Problem to solve.
Return each line of the rows below that contains the word "laptop". Case counts.

Input records.
----

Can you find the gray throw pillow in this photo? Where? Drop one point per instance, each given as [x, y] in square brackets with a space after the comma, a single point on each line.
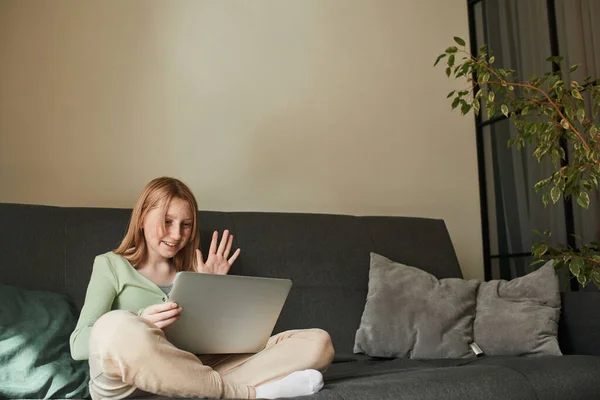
[519, 317]
[410, 313]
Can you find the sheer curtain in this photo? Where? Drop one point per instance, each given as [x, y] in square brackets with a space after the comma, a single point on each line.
[579, 42]
[517, 33]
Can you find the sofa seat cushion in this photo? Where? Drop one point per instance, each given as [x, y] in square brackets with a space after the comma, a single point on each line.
[509, 378]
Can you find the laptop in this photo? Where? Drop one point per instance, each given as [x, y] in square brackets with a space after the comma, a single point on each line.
[225, 314]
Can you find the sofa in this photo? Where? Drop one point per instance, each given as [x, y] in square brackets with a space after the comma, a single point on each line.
[51, 249]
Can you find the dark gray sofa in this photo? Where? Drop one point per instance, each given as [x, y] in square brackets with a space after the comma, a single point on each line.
[327, 257]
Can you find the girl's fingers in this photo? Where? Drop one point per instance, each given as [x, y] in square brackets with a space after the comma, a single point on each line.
[228, 247]
[223, 243]
[213, 244]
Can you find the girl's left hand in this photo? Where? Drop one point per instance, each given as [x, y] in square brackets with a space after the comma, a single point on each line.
[217, 261]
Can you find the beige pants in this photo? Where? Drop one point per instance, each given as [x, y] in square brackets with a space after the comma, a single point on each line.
[129, 356]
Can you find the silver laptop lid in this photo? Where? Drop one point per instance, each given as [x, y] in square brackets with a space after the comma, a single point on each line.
[225, 313]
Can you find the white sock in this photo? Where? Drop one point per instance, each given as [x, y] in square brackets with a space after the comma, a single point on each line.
[299, 383]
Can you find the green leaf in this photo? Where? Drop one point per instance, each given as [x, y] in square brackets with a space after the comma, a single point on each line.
[555, 194]
[451, 60]
[455, 103]
[545, 198]
[583, 279]
[439, 58]
[459, 41]
[465, 108]
[476, 106]
[583, 200]
[575, 266]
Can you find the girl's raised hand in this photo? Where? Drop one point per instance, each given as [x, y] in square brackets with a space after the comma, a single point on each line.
[218, 261]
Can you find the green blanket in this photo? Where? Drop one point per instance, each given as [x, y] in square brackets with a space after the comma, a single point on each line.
[35, 361]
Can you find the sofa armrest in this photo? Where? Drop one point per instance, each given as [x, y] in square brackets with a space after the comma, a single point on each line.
[579, 326]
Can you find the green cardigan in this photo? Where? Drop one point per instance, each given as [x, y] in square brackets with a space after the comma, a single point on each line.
[114, 285]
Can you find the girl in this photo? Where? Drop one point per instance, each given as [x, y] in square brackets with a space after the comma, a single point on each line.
[120, 326]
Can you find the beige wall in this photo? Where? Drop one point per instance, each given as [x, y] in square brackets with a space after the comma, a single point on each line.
[326, 106]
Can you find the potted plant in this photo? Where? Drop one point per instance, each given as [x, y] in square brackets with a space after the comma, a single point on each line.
[546, 112]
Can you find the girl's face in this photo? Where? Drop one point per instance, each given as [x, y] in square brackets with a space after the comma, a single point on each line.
[165, 243]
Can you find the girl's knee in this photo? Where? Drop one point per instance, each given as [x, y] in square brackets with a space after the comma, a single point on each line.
[120, 330]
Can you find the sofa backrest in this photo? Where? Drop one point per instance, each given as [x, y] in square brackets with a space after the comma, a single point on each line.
[326, 256]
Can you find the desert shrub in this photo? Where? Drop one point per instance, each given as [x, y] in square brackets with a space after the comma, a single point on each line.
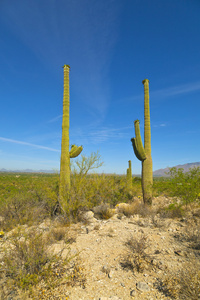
[136, 207]
[173, 211]
[26, 262]
[184, 186]
[192, 233]
[26, 208]
[184, 285]
[137, 257]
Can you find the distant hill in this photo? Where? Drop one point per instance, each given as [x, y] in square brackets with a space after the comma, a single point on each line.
[185, 167]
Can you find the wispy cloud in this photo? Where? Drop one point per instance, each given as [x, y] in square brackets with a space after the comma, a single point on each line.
[168, 92]
[101, 135]
[177, 90]
[159, 125]
[79, 22]
[27, 144]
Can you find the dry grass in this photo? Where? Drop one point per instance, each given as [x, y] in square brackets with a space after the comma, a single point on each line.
[184, 285]
[137, 257]
[26, 263]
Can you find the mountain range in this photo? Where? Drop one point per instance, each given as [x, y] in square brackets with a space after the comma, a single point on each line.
[160, 172]
[185, 167]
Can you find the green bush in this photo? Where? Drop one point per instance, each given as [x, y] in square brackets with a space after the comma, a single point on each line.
[184, 186]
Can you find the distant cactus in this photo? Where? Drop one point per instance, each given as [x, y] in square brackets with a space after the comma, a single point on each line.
[64, 186]
[129, 176]
[144, 153]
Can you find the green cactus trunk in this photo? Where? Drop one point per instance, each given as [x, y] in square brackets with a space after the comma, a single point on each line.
[129, 176]
[144, 153]
[64, 186]
[147, 166]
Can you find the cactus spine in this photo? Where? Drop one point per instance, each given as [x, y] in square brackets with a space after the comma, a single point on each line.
[64, 186]
[129, 176]
[144, 153]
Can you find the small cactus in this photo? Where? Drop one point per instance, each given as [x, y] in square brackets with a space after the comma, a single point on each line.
[144, 153]
[64, 186]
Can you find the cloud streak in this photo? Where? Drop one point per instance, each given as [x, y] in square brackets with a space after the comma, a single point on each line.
[168, 92]
[27, 144]
[101, 135]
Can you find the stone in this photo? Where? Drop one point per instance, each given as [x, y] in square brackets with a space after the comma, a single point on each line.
[142, 286]
[133, 293]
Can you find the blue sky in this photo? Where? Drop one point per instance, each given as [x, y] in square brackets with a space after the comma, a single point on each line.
[111, 46]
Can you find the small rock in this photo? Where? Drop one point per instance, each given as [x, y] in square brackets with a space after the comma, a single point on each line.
[132, 293]
[142, 286]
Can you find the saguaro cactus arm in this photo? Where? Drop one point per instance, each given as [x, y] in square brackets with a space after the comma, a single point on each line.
[75, 151]
[137, 143]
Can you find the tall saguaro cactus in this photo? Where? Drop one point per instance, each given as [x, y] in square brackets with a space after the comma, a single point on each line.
[129, 176]
[64, 186]
[144, 153]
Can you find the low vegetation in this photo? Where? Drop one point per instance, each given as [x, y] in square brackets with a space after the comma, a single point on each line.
[27, 200]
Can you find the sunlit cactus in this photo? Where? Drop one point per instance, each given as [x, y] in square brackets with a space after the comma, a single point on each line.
[129, 176]
[144, 153]
[64, 186]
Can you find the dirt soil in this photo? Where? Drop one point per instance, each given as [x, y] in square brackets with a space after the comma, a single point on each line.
[102, 249]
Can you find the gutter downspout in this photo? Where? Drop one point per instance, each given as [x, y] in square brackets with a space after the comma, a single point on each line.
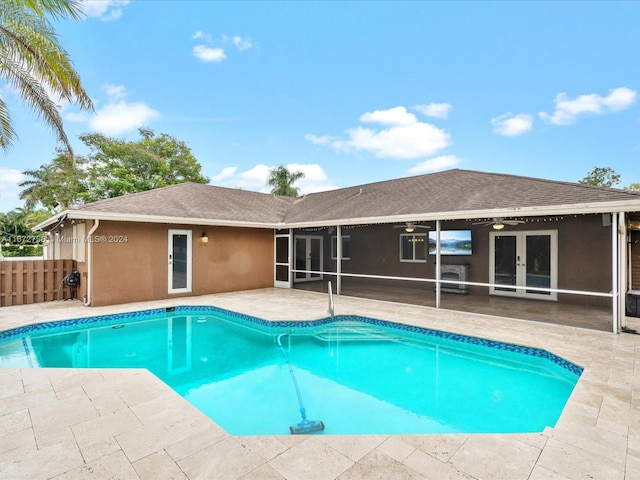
[614, 273]
[438, 263]
[87, 301]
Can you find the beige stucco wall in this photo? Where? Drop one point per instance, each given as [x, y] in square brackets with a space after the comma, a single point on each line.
[130, 261]
[584, 253]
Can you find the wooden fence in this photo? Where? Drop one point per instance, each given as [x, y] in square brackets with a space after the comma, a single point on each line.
[33, 281]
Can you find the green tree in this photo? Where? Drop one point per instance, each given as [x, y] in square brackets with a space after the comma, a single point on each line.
[35, 64]
[57, 185]
[15, 226]
[601, 177]
[118, 167]
[281, 181]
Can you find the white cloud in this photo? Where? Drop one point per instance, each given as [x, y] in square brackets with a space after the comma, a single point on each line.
[105, 10]
[391, 117]
[209, 54]
[200, 35]
[115, 92]
[567, 110]
[226, 172]
[119, 116]
[435, 110]
[323, 140]
[255, 179]
[242, 43]
[9, 179]
[510, 125]
[435, 164]
[401, 136]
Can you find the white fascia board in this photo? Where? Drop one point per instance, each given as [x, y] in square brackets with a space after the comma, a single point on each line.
[50, 221]
[571, 209]
[119, 217]
[555, 210]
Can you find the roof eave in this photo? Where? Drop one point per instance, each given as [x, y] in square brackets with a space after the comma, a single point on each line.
[554, 210]
[567, 209]
[140, 218]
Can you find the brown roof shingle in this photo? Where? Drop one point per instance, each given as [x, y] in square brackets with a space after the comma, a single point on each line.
[194, 200]
[454, 192]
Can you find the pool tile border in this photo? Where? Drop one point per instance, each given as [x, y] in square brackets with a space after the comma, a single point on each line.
[99, 320]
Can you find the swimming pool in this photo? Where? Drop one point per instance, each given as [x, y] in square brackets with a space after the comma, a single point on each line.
[358, 375]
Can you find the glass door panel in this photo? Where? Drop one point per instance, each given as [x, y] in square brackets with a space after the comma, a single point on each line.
[315, 256]
[308, 257]
[538, 265]
[524, 259]
[505, 262]
[282, 261]
[179, 274]
[301, 257]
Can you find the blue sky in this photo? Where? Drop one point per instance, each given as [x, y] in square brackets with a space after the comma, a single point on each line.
[355, 92]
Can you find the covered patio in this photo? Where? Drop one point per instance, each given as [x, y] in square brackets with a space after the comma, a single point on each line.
[413, 293]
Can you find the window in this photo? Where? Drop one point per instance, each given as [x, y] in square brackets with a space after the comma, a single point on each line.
[78, 242]
[346, 248]
[413, 247]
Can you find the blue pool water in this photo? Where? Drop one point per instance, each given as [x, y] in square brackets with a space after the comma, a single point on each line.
[357, 375]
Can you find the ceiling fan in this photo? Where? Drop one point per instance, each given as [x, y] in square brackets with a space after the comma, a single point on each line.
[498, 223]
[410, 227]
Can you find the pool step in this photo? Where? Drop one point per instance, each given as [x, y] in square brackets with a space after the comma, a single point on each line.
[355, 335]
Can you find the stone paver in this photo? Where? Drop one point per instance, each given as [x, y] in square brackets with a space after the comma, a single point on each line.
[66, 424]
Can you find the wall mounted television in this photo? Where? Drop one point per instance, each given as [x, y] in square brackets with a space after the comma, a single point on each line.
[452, 242]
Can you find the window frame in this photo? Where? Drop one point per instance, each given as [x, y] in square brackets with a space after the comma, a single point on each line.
[414, 236]
[334, 245]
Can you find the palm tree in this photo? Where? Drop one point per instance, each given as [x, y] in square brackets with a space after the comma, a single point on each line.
[281, 181]
[56, 185]
[34, 63]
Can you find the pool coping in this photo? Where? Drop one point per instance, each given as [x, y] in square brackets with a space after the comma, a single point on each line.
[597, 434]
[105, 320]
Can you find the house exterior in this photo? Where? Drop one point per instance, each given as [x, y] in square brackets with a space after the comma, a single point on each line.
[457, 231]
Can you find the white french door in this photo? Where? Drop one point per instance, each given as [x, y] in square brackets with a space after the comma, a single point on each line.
[179, 249]
[524, 259]
[308, 257]
[282, 274]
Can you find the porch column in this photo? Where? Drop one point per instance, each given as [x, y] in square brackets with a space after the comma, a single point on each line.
[291, 257]
[438, 266]
[623, 268]
[339, 259]
[614, 272]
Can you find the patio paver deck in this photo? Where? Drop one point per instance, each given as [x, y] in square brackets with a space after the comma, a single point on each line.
[100, 423]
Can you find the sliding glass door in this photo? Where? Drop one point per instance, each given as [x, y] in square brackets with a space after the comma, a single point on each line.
[524, 259]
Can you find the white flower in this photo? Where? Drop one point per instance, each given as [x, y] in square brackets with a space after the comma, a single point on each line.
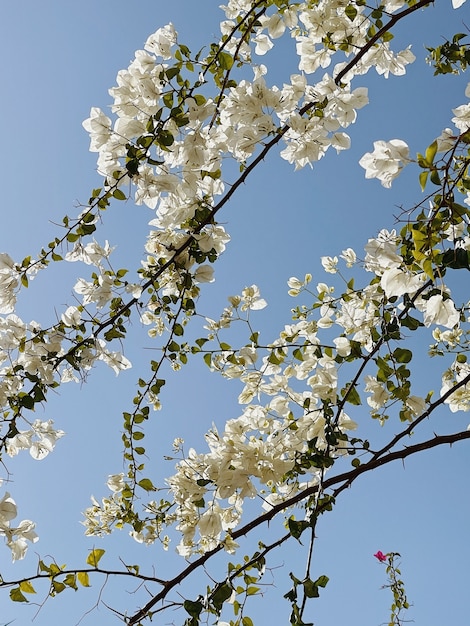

----

The answer.
Can you find the laptop in this photo? Where? Drop one point per instance, each given as [x, y] in square brackets with a space after the comma, a single point on each line.
Can you find the silver laptop lid in this photo? Where? Drop one point per instance, each given as [x, y] in square brackets with a space after the comma, a single point on each line.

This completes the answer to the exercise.